= BRIEF =
The expected response consists solely of the lines from the line with "Each returned point MUST lie on the matching arched" through the last line of the material below, copied exactly.

= WORKING DATA =
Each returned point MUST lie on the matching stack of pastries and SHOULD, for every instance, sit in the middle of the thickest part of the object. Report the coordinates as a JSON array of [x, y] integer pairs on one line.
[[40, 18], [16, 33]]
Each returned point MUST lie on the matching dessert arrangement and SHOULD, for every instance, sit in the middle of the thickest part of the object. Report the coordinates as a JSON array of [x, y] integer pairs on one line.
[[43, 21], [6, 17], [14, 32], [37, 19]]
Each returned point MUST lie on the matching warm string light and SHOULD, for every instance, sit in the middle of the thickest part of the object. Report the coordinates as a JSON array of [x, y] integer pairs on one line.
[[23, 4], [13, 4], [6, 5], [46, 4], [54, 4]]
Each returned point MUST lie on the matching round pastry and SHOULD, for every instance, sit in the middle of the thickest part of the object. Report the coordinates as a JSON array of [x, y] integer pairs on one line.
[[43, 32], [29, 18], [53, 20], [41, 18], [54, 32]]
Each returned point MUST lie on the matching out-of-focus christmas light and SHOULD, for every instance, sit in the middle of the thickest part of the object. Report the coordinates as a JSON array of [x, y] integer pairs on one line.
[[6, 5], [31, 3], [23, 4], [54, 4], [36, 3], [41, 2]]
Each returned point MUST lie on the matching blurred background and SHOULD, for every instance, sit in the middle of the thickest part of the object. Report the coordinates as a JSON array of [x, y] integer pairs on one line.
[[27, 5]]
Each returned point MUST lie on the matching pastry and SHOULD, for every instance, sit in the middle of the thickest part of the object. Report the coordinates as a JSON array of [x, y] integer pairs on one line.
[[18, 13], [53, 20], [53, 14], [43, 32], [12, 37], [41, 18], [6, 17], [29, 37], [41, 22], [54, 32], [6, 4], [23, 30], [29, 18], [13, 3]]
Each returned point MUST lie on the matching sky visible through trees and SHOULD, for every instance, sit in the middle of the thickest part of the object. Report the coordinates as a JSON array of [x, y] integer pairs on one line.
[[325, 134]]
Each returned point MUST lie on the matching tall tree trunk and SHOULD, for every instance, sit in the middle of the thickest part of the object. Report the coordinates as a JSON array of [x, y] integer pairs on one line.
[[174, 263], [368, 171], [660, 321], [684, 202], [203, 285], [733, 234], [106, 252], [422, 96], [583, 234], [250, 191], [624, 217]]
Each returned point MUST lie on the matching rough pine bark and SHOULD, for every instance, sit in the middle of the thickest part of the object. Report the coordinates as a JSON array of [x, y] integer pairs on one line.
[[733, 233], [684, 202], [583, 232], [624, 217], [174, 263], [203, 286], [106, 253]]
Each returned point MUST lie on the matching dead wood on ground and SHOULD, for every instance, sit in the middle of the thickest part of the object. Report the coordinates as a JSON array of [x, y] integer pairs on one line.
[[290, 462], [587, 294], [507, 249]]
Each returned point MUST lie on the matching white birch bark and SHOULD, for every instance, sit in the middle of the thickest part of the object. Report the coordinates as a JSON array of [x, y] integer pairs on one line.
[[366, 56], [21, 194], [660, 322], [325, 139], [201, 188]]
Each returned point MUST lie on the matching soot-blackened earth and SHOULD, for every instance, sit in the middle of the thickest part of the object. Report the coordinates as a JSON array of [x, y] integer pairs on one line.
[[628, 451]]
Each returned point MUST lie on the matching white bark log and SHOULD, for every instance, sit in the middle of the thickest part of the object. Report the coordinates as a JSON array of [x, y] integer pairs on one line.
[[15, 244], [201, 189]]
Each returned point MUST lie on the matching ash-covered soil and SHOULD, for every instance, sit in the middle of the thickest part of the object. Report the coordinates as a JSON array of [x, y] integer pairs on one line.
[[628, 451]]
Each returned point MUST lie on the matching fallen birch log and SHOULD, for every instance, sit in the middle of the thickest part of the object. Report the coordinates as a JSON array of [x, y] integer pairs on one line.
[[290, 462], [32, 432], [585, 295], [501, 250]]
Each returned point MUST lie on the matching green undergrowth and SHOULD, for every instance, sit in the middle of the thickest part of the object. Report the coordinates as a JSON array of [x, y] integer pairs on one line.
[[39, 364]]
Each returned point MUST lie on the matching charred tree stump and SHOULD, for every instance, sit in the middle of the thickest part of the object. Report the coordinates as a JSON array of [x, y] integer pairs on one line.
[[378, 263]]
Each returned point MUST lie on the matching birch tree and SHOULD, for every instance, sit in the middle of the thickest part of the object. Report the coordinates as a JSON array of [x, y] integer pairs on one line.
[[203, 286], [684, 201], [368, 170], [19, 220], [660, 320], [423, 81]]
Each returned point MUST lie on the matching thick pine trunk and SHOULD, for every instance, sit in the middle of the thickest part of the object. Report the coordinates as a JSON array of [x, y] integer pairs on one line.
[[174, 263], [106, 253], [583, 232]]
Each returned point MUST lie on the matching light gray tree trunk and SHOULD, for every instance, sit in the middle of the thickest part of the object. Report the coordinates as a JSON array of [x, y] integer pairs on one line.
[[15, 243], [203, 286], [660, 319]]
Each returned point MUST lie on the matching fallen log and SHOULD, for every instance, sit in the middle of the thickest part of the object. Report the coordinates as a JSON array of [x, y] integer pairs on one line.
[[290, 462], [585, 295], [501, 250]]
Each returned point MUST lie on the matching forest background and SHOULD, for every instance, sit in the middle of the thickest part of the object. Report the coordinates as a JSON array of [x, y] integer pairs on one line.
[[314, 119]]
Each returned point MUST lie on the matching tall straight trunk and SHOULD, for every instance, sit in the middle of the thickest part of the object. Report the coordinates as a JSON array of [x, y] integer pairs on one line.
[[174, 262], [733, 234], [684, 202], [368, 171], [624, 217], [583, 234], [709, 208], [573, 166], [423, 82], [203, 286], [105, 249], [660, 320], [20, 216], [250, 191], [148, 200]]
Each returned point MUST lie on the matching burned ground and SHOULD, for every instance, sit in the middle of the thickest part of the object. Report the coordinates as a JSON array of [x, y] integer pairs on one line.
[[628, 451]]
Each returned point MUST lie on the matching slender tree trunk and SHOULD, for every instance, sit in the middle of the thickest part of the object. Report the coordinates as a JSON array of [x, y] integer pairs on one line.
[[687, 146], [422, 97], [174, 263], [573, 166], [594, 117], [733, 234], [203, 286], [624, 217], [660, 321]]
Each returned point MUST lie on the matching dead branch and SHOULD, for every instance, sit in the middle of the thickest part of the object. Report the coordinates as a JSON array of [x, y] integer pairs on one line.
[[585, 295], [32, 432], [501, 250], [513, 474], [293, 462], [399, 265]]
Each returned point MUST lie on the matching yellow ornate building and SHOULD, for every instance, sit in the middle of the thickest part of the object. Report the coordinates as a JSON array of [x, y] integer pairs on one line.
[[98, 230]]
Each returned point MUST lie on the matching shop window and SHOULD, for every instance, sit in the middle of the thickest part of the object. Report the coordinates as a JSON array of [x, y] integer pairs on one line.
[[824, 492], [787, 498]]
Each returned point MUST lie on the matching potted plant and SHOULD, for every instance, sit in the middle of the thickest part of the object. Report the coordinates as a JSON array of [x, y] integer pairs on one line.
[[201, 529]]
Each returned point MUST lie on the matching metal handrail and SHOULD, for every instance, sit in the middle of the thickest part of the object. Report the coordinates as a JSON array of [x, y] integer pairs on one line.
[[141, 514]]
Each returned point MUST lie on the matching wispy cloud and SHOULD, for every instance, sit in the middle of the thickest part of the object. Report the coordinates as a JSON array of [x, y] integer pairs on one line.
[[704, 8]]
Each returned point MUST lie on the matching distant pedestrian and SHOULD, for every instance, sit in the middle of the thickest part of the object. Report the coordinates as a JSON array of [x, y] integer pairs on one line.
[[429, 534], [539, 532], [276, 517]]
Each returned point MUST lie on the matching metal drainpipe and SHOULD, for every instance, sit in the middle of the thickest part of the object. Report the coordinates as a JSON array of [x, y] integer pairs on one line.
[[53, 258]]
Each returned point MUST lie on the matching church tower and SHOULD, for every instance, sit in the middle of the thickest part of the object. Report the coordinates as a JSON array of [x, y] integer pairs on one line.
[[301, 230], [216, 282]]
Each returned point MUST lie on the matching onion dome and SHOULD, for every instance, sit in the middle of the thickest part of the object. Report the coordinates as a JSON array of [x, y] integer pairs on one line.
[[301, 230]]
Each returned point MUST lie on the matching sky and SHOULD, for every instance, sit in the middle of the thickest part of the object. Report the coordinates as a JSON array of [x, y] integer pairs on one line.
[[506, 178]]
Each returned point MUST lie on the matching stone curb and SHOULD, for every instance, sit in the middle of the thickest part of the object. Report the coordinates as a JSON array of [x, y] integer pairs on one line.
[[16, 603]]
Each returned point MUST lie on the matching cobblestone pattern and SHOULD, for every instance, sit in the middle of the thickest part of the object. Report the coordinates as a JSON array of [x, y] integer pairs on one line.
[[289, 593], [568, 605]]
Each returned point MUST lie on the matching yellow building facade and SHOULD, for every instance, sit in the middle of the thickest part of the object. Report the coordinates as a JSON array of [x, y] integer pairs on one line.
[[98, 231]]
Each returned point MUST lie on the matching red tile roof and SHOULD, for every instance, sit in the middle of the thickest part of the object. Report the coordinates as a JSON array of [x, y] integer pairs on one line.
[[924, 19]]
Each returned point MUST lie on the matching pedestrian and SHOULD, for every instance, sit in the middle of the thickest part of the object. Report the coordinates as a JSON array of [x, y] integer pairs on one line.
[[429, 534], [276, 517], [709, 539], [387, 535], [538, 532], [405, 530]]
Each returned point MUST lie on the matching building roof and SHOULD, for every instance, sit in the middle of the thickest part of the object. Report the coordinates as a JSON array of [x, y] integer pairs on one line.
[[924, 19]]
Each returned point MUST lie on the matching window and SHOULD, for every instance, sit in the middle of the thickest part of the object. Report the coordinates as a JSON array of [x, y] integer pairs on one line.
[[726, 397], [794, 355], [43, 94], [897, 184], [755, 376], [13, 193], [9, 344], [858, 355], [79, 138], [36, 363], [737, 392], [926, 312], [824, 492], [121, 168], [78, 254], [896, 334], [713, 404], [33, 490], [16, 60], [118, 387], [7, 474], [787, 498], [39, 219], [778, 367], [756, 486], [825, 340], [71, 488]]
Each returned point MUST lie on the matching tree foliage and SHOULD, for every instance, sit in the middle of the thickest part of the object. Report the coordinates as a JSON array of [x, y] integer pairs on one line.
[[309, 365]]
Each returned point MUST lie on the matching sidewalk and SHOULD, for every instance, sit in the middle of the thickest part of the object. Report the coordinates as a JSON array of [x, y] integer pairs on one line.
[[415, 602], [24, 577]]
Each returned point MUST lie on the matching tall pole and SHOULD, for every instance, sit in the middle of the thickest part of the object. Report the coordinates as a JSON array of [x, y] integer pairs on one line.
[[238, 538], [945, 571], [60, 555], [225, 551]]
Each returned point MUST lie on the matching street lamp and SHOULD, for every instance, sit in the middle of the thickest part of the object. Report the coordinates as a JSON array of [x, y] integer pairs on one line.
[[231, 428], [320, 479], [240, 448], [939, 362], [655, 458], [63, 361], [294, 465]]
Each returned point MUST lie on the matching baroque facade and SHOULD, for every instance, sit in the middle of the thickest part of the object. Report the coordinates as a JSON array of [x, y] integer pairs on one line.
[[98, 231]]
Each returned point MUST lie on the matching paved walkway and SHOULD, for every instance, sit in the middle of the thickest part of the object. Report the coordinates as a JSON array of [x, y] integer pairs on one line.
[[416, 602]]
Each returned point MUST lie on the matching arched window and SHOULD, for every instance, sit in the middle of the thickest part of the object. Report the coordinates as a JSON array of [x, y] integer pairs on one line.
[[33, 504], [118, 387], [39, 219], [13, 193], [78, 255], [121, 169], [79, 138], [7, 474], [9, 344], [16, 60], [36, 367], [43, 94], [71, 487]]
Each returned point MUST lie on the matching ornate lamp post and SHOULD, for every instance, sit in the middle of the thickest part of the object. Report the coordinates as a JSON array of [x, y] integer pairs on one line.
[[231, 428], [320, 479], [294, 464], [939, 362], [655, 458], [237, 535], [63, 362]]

= SOLUTION TO THIS PROBLEM =
Each returned point MUST lie on the matching arched window and SHOULD, for every instance, sit in the middle of the thickest part of the object. Report the coordinates as a JSON array of [x, y] integer pairs on one line.
[[33, 504], [118, 387], [39, 219], [13, 193], [78, 255], [121, 169], [79, 138], [7, 474], [9, 344], [16, 60], [36, 367], [43, 94], [71, 487]]
Each returned point MUST lie on the matching ornate lamp post and SHOULD, for every instance, sit in the middle of the thickest part of the object. Report the coordinates as a JSON array of [x, y] integer pairs on one line.
[[231, 428], [320, 479], [294, 464], [939, 362], [655, 458], [237, 535], [63, 362]]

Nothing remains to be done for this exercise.